- **Descrição da tarefa**:
Liste todos os diretores de cinema citados no texto sobre a velhice de Akira Kurosawa.

== Texto fornecido ==

A velhice de ouro de Akira Kurosawa

Por Emilio de Gorgot



Que um diretor de cinema consiga continuar fazendo filmes durante a sua velhice é sempre bastante incomum, mas que os seus últimos anos sejam precisamente os mais revolucionários da sua carreira, a ponto de o fazer reconsiderar o peso de todo o seu legado artístico, é algo que provavelmente só aconteceu com Akira Kurosawa, o maior diretor japonês de todos os tempos. E no início dos anos setenta Kurosawa parecia condenado à aposentadoria. Tal como acontecia com Alfred Hitchcock ou Billy Wilder na mesma época, a indústria parecia ter perdido o interesse no seu trabalho. Seu declínio profissional o levou até a tentar o suicídio. Quando seu futuro no cinema parecia acabado, um resgate providencial chegou do lugar mais inesperado: a União Soviética. Os russos ofereceram-lhe a possibilidade de dirigir uma nova obra com a qual o gênio japonês não só conseguiu recuperar sua posição de prestígio no mundo do cinema, mas também marcou o início de uma gloriosa última fase em que lançou quatro filmes que surpreenderam por sua magnitude à mesma indústria que anteriormente lhe havia virado as costas.

===
== Dados para análise ==

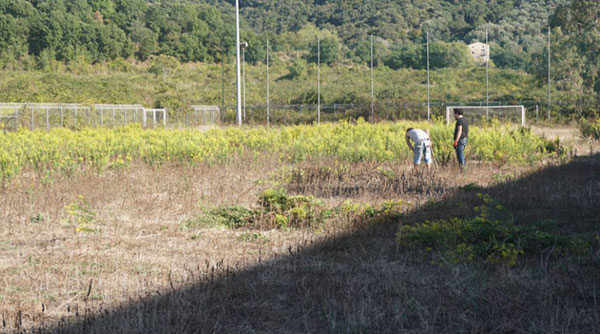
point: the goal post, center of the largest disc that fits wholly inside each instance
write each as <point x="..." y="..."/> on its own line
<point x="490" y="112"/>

===
== Dados para análise ==

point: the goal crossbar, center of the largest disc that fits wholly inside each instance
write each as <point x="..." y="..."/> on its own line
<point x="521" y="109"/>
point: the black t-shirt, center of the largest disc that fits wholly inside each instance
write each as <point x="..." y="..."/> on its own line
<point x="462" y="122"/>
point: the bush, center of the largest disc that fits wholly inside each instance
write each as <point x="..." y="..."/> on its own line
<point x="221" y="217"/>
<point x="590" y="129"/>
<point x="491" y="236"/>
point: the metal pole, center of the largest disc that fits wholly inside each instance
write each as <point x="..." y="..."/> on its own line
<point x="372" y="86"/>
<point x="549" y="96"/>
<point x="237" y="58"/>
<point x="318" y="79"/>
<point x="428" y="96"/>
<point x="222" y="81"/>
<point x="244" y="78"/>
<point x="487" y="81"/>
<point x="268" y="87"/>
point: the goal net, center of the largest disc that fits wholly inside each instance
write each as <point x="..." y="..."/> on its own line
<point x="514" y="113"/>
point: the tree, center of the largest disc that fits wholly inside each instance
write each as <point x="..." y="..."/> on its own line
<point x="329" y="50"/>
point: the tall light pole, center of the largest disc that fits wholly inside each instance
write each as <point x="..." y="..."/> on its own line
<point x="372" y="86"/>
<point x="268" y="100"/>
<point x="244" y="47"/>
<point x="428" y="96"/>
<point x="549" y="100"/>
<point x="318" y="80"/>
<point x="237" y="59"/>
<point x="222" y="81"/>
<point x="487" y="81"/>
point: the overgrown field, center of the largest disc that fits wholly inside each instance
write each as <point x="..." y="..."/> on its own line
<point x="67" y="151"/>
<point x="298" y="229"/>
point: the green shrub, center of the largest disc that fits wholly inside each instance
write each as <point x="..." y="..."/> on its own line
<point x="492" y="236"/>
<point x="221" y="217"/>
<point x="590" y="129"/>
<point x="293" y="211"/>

===
== Dados para análise ==

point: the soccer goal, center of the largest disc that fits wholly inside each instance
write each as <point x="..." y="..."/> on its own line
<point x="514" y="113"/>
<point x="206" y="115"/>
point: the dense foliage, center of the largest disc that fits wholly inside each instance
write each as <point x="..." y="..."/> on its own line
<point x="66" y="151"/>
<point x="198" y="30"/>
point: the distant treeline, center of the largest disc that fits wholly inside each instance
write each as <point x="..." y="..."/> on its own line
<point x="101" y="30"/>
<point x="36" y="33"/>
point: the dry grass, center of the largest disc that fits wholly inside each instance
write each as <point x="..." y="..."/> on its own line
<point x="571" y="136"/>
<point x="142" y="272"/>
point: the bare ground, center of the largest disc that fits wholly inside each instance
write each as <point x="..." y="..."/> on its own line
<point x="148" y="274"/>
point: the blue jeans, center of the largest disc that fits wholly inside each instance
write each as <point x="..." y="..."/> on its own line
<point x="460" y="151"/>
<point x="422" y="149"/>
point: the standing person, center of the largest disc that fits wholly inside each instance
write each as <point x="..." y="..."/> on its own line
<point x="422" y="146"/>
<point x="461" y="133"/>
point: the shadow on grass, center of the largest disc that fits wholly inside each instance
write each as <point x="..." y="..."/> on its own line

===

- **Solução escrita**:
Akira Kurosawa, Alfred Hitchcock e Billy Wilder.